- Input:
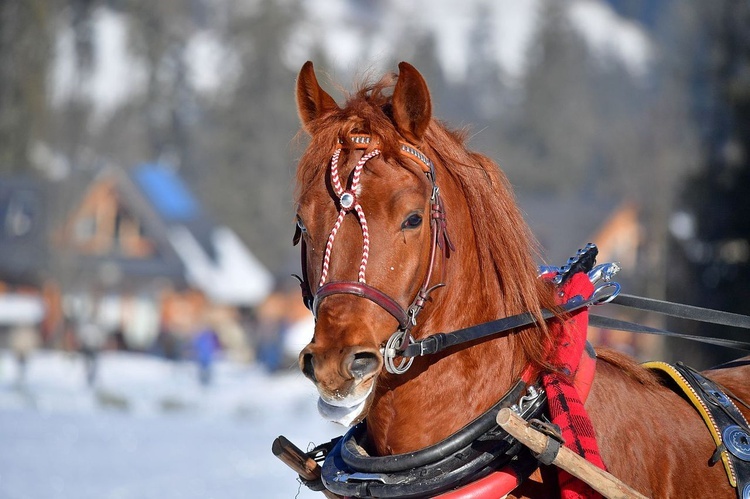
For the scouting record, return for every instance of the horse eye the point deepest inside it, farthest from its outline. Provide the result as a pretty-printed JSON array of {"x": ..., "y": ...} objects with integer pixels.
[{"x": 412, "y": 221}]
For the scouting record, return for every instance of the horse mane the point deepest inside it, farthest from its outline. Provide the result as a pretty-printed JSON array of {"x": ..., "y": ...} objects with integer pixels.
[{"x": 505, "y": 246}]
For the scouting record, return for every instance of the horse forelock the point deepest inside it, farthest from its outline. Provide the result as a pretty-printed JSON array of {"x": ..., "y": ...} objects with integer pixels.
[{"x": 367, "y": 111}]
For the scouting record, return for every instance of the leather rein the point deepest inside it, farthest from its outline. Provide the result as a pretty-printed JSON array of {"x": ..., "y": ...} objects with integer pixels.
[{"x": 439, "y": 242}]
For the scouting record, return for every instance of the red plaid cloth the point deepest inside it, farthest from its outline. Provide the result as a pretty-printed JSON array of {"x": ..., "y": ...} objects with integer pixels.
[{"x": 565, "y": 406}]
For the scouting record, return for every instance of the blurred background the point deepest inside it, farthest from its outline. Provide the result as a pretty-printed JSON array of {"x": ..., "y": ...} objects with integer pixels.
[{"x": 148, "y": 321}]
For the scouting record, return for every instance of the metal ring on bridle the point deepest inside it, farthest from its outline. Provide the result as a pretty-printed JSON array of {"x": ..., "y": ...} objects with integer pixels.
[{"x": 390, "y": 352}]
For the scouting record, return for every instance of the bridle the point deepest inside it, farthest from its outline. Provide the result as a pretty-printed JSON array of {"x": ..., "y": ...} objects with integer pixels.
[{"x": 348, "y": 203}]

- Directive: Render the records above as a two-column CSV with the header text,answer and one row per record, putting the record's wording under text and its answer under answer, each in a single quoted field with line breaks replaced by spaces. Leave the pictures out.

- Result of this task:
text,answer
"For the scouting record, return for every instance of the horse eye the point deepest inside it, farthest from its outline. Provide the result as a pretty-printed JSON array of {""x"": ..., ""y"": ...} objects with integer pixels.","[{""x"": 412, ""y"": 221}]"
"For the scouting record, return for every instance of the horse mane the point deepest inside it, farthest from its outline. Provide the result as a pretty-printed JSON array of {""x"": ..., ""y"": ...} objects with integer pixels.","[{""x"": 505, ""y"": 246}]"
"For the scouting record, return for every instance of the horse forelock the point deepest inside it, farthest from its outline. Provide the result as a pretty-printed JSON array of {""x"": ..., ""y"": ...} objects with integer pixels.","[{""x"": 367, ""y"": 111}]"
"For the scouting record, return for every instance of the leather rein the point deepest inside it, farthest from its outline. Provide the result as a pretty-printed JSON array of {""x"": ..., ""y"": ...} objects with integer pixels.","[{""x"": 439, ""y"": 242}]"
"For the scouting record, return for every instance of the red plaid cloth the point deepest inside it, farthest from its outline. Provide the result as a pretty-printed JSON array of {""x"": ..., ""y"": ...} objects with integer pixels.","[{""x"": 565, ""y"": 406}]"
"For the scouting record, return for every instance of the blurred background the point deepest inside it, farthest from its outline. Provide the result as a pretty-printed JSON array of {""x"": ..., ""y"": ...} objects with integer pixels.","[{""x"": 148, ""y"": 321}]"
"For the scouting record, return for every instance of the metal ring on bridle the point deepest inside it, farthest from its outline. Provide the result as a pretty-printed JSON array of {""x"": ..., ""y"": ...} objects with integer pixels.","[{""x"": 390, ""y"": 352}]"
"For the scouting record, return for every instance of the bridle the point deepest inside it, farthest from its outline. Provide the result as a pretty-printed JSON array of {""x"": ..., ""y"": ...} objects with integer pixels.","[{""x"": 348, ""y"": 203}]"